▸ Kurzaufgabe 1
Womit wird das Wort OR, mit der Ajin geschrieben, laut dem Text über Licht und Haut auch übersetzt?
▸ Kurzaufgabe 2
Schreiben Sie aus dem Text über Licht und Haut alles von „Bevor der Mensch“ bis hinunter zu „Finsternis erleben lassen.“ wortgetreu ab.
▸ Kurzaufgabe 3
Nehmen Sie den Text über Licht und Haut nach seinem letzten Satz wieder auf und führen Sie ihn weiter.

▸ Auszug
+ + + + +

Bevor der Mensch vom Baum der Erkenntnis aß, war er im Zustand des Lichtes (אור). Er war im Zustand der „1“, stand in einer anderen Welt außerhalb der uns bekannten Raum-Zeit-Begrenzung und erfüllte alles wie das Licht, wenn man es nicht begrenzt. Das Durchbrechen der Zeit zerbricht auch die Grenzen, die das Licht hindern durchzudringen. Dort im Außerzeitlichen, im Ewigen, wo es keinen Zeitenlauf im irdischen Sinne gibt, ist das eigentliche Zuhause des Menschen. Das Rechnen mit Zeit sperrt das Licht aus, es ist wie ein Errichten von Mauern, die einschließen und selbst sonnige Tage in Finsternis erleben lassen.
Sobald der Mensch von dem Baum des Wissens nimmt – und das kann nur seine weibliche Seite, die mit der Art des Wissens zusammenhängt, das an das äußere Sehen gekoppelt ist –, verlässt er den Zustand im Licht, was sich sprachlich darin ausdrückt, dass die „1“ durch eine „70“ ausgetauscht wird (Aleph <> Ajin).
Aus dem Wort Licht wird das Wort Haut, was aber nur schriftlich erkannt werden kann. Mündlich erzählt ist der Zustand vor und nach dem Fall nicht unterscheidbar. Vorher war er im OR (Licht) und nachher ist er in der OR (Haut).
OR, mit der Ajin geschrieben, ist die Haut, insbesondere die Haut eines Tieres, weshalb man das Wort auch mit Fell übersetzt. Eigentlich bedeutet OR, dass man sich in der Hülle eines Tieres versteckt (engl. animal hide). Nur noch das Äußere zu sehen und anzuerkennen, deutet darauf hin, in die Hülle des Tieres gefallen zu sein. Da jedes erscheinende Ding glücklicherweise auch sein „Gegen-Ding“ hat, ist mit der Haut deutlich mehr los, als es scheint.

+ + + + +

Auszüge aus einem Datensatz zur Punktbeschriftung:
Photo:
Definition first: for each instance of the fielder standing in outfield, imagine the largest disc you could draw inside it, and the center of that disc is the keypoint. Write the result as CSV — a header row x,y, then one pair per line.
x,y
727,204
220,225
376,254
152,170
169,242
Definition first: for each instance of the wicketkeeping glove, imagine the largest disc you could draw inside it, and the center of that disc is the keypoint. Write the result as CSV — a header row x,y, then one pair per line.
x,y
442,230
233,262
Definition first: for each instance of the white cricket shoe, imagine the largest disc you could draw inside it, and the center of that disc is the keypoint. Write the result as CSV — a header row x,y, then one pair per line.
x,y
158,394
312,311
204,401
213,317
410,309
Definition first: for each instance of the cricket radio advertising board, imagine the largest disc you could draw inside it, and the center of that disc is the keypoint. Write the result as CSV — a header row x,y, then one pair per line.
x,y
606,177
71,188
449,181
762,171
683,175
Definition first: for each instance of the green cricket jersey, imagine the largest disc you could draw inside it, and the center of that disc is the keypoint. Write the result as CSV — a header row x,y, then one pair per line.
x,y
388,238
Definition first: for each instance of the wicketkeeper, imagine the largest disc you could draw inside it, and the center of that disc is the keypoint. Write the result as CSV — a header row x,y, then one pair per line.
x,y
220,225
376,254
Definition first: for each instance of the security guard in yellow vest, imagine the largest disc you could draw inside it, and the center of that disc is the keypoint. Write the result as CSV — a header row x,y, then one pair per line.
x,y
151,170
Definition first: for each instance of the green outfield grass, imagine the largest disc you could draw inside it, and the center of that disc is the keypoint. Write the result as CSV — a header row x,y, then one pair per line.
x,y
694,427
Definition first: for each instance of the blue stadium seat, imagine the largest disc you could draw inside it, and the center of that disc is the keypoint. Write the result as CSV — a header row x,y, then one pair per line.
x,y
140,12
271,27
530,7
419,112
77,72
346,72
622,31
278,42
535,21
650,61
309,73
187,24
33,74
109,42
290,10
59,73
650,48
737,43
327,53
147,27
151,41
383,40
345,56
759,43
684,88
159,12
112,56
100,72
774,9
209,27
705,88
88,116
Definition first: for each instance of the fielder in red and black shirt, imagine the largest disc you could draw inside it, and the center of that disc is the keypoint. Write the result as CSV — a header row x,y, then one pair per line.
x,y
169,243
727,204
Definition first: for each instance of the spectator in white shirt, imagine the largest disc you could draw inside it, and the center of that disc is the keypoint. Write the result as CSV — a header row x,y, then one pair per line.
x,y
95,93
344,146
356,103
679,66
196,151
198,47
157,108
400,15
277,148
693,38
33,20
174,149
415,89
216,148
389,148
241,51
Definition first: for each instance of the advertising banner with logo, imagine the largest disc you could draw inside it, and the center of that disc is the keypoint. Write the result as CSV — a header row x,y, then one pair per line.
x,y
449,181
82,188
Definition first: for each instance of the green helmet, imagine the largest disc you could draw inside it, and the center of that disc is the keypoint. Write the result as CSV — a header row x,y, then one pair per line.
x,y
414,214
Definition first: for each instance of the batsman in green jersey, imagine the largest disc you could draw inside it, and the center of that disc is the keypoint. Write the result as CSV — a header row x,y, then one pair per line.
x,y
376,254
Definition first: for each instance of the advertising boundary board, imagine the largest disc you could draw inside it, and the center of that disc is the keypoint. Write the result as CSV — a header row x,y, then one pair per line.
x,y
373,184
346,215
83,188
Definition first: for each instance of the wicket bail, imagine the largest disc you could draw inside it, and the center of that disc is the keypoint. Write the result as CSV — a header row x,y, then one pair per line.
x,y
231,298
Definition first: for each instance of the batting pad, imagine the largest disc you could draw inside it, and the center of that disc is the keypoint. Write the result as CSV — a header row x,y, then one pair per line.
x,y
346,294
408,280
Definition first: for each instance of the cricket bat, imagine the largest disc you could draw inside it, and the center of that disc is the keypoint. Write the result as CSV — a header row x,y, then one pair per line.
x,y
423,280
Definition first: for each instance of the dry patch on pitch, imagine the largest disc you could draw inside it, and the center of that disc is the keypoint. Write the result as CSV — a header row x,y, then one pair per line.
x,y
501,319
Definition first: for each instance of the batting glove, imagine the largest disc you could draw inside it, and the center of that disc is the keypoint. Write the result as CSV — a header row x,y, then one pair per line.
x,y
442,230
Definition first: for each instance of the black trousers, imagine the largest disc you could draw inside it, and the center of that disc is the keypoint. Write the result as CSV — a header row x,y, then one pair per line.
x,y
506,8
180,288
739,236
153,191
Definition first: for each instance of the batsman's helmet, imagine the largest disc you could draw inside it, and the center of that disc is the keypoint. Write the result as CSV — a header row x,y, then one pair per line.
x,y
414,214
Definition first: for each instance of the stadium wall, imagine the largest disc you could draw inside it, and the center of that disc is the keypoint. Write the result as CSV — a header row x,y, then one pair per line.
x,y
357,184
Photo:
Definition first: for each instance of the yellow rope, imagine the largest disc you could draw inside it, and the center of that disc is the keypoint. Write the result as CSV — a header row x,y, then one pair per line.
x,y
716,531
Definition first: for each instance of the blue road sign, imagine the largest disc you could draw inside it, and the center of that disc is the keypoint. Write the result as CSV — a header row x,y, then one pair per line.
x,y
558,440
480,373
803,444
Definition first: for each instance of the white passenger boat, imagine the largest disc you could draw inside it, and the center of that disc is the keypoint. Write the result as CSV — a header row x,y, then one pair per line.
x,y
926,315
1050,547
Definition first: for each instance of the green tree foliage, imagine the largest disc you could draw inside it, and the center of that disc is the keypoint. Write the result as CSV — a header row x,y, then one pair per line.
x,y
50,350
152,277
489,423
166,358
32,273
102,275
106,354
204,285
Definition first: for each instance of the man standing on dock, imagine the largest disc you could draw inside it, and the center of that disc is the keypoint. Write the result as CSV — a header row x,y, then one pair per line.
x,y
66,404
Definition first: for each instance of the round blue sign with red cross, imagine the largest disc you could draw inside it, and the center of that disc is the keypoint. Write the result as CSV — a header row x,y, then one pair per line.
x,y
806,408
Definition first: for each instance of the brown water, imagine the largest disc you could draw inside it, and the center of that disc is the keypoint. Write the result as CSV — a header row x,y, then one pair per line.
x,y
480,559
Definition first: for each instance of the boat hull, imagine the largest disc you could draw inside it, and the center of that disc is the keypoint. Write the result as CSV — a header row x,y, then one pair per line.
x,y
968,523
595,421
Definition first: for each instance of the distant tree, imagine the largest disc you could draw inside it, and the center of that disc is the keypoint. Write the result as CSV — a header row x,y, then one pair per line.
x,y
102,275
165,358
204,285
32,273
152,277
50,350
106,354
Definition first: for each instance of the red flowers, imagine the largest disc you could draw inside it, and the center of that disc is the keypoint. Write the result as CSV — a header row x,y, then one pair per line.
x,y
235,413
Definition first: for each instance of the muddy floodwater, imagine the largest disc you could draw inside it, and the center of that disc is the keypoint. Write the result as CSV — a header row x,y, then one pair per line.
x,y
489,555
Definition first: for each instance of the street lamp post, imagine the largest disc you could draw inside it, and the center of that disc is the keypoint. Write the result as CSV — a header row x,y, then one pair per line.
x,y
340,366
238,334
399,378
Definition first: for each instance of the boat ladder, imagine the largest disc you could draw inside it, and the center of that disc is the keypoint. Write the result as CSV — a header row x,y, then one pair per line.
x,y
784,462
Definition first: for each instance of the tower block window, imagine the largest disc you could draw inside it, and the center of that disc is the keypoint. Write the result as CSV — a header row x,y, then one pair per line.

+ + + + +

▸ Schriftliche Antwort 1
Mit Fell.

▸ Schriftliche Antwort 2
Bevor der Mensch vom Baum der Erkenntnis aß, war er im Zustand des Lichtes (אור). Er war im Zustand der „1“, stand in einer anderen Welt außerhalb der uns bekannten Raum-Zeit-Begrenzung und erfüllte alles wie das Licht, wenn man es nicht begrenzt. Das Durchbrechen der Zeit zerbricht auch die Grenzen, die das Licht hindern durchzudringen. Dort im Außerzeitlichen, im Ewigen, wo es keinen Zeitenlauf im irdischen Sinne gibt, ist das eigentliche Zuhause des Menschen. Das Rechnen mit Zeit sperrt das Licht aus, es ist wie ein Errichten von Mauern, die einschließen und selbst sonnige Tage in Finsternis erleben lassen.

▸ Schriftliche Antwort 3
Sie ist es, die im Hebräischen direkt mit dem „Aufwecken durch die Aufnahme externer Impulse“ zu tun hat. Deshalb ist Hautkontakt für jeden Menschen von elementarster Bedeutung. Eine Berührung kann ihn aufwecken und an seine Herkunft erinnern, wo alles verbunden war. Unbewusst weiß jeder Mensch, dass er aus einer Einheit herausgefallen ist. Sehr stark finden wir das bei Neugeborenen, die nicht nur gestillt und durch die Stimme der Mutter angesprochen werden wollen, sondern gerade den Hautkontakt zur Mutter suchen. Letztlich zieht es sich durch das ganze Leben eines Menschen, wodurch sich – ich wiederhole – unbewusst ausdrückt, dass etwas bei ihm zertrümmert wurde, das wieder verbunden werden will. Die Wörter für Junge (נער) oder Mädchen (נערה) im jugendlichen Alter enthalten den Begriff OR (Haut) in sich. Mit der NUN zu Beginn bedeutet das Wort nicht nur Junge oder Mädchen, sondern auch aufwachen, aufwecken, schütteln und „brüllender Esel“, d. h. dass der Körper erwacht.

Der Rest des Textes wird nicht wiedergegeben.